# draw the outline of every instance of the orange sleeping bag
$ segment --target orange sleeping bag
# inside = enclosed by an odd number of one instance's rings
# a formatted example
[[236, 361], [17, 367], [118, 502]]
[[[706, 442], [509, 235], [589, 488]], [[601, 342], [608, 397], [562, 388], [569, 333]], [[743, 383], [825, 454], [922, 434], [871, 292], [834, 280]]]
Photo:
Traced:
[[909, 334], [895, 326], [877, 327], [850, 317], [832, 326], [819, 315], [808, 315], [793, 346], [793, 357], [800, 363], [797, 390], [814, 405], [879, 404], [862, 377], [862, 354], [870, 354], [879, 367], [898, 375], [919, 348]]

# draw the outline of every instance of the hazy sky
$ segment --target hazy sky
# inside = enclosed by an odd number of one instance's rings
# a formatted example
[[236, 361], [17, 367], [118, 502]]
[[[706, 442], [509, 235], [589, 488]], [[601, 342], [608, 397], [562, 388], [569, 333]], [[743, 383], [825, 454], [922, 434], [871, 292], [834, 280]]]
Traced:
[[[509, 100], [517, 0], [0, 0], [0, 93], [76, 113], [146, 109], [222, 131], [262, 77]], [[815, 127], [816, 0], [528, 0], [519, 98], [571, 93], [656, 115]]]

::::

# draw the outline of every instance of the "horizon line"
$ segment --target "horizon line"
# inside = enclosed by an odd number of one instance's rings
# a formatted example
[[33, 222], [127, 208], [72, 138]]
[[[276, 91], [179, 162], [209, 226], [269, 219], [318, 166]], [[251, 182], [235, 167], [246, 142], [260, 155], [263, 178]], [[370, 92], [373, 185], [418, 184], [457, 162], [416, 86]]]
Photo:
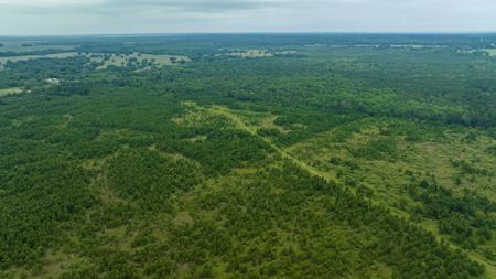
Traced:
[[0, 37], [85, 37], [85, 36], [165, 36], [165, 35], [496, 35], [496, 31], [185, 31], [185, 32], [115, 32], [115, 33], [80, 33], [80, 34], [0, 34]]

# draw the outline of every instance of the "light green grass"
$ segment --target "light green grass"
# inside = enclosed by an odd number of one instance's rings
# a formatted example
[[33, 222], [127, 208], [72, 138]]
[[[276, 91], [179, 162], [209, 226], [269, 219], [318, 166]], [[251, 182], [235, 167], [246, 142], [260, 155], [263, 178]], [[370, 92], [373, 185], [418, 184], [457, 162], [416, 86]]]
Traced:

::::

Stated task:
Which lines above contain the string "segment", counting only matches with the same case? Copy each of those lines.

Finished exercise:
$ segment --target orange sleeping bag
$ segment --target hazy sky
$ segment --target "horizon line"
$ segment --target "light green grass"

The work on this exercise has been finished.